Continue the email about libdrm relocation reset support from the point where it stops.

> [Page]

----------------

* libdrm relocation reset support
@ 2011-10-24 18:04 Eric Anholt
2011-10-24 18:04 ` [PATCH 1/2] intel: Use stdbool.h for dealing with boolean values Eric Anholt
2011-10-24 18:04 ` [PATCH 2/2] intel: Add an interface for removing relocs after they're added Eric Anholt
0 siblings, 2 replies; 4+ messages in thread
From: Eric Anholt @ 2011-10-24 18:04 UTC (permalink / raw)
To: intel-gfx
Early in the GEM work, we introduced this ugly split in the 3D driver
state setup to support the check_aperture code. We would go through
the GL state and make a list of every BO that would be part of state
setup, and save that, then do check_aperture on them, then go through
state setup again actually emitting the state. The overhead wasn't
huge (after some small optimizations), but the complexity cost on the
code was pretty bad.
While I was getting started on vertex texturing, I was having an awful
time wrapping my mind around the state setup sequence for VS/WM
surface state. I realized that if I couldn't understand it, having
rewritten most of it myself, everyone else was screwed. So, I spent a
while trying to work out how to avoid the split. I realized two
things:
1) We now emit only a single level of relocations.
Back in the pre-state-streaming days, we'd have this big tree of
relocations. The batch pointed to the binding table, which pointed to
the surface state, which pointed to texture data. Now, that chain is
batch pointing to binding-table-in-batch pointing to
surface-state-in-batch, pointing to texture data. So, to do a
checkpoint and restore, we only need to do it on the batchbuffer.
That's way easier than previous plans.
(Tested with an assertion on gen6)
2) We don't care about check_aperture after rolling back the last
primitive emitted.
The plan is to replace this inner loop of state setup:
for each prim {
compute bo list
if (check_aperture_space(bo list)) {
batch flush
compute bo list
if (check_aperture_space(bo list)) {
whine_about_batch_size()

----------------

> [Material supplied]
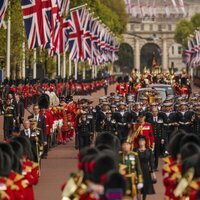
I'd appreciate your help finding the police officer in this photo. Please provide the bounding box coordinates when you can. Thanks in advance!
[103,110,117,135]
[177,102,195,133]
[96,102,109,132]
[113,102,131,141]
[119,138,143,199]
[3,99,16,139]
[194,106,200,137]
[77,111,94,150]
[147,107,165,170]
[160,103,178,152]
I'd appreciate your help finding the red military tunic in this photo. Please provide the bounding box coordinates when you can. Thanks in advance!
[43,110,53,136]
[132,122,155,148]
[8,171,28,200]
[22,159,39,200]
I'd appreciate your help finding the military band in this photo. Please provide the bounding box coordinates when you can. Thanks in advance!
[0,69,200,200]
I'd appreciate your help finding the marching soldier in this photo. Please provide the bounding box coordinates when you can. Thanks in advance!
[13,94,24,127]
[194,106,200,137]
[20,119,43,163]
[177,102,195,133]
[147,107,165,170]
[103,110,117,135]
[113,102,131,141]
[119,138,143,199]
[96,102,109,132]
[160,103,178,152]
[129,112,155,150]
[3,99,16,140]
[76,111,94,150]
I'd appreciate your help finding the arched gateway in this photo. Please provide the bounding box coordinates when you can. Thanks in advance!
[140,43,162,71]
[116,43,134,73]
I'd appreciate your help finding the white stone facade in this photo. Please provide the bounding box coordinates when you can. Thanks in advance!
[124,0,200,70]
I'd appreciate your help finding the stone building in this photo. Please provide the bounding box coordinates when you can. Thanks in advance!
[124,0,200,71]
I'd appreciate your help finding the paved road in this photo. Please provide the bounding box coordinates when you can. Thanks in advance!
[35,86,163,200]
[0,86,199,200]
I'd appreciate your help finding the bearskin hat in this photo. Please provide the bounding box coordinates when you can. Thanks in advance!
[124,76,129,83]
[169,132,186,160]
[117,76,123,83]
[103,170,126,199]
[0,150,12,177]
[38,94,50,109]
[91,150,117,183]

----------------

> [Written response]
fall back;
}
}
upload state to BOs
}
with this inner loop:
for each prim {
retry:
upload state to BOs
if (check_aperture_space(batch)) {
if (!retried) {
reset_to_last_prim()
batch flush
} else {
if (batch_flush())
whine_about_batch_size()
goto retry;
}
}
}
Note how if we do a reset, we immediately flush. We don't need to
check aperture space -- the kernel will tell us if we actually ran out
of aperture or not. Anhd if we did run out of aperture, it's because
either the single prim was too big, or because check_aperture was
wrong at the point of setting up the last primitive.
This means that all I need to do for reset_to_last_prim() is to roll
back where the next batch emits go (for the final MI_BATCHBUFFER_END
emit), and the set of relocations emitted since the last primitive.
This change gives us the relocations reset required.
The simplification in i965 comes out to:
41 files changed, 228 insertions(+), 418 deletions(-)
but I don't think that accurately reflects the benefit.
^ permalink raw reply [flat|nested] 4+ messages in thread
* [PATCH 1/2] intel: Use stdbool.h for dealing with boolean values.
2011-10-24 18:04 libdrm relocation reset support Eric Anholt
@ 2011-10-24 18:04 ` Eric Anholt
2011-10-24 18:04 ` [PATCH 2/2] intel: Add an interface for removing relocs after they're added Eric Anholt
1 sibling, 0 replies; 4+ messages in thread
From: Eric Anholt @ 2011-10-24 18:04 UTC (permalink / raw)
To: intel-gfx
A few of the bitfield-based booleans are left in place. Changing them
to "bool" results in the same code size, so I'm erring on the side of
not changing things.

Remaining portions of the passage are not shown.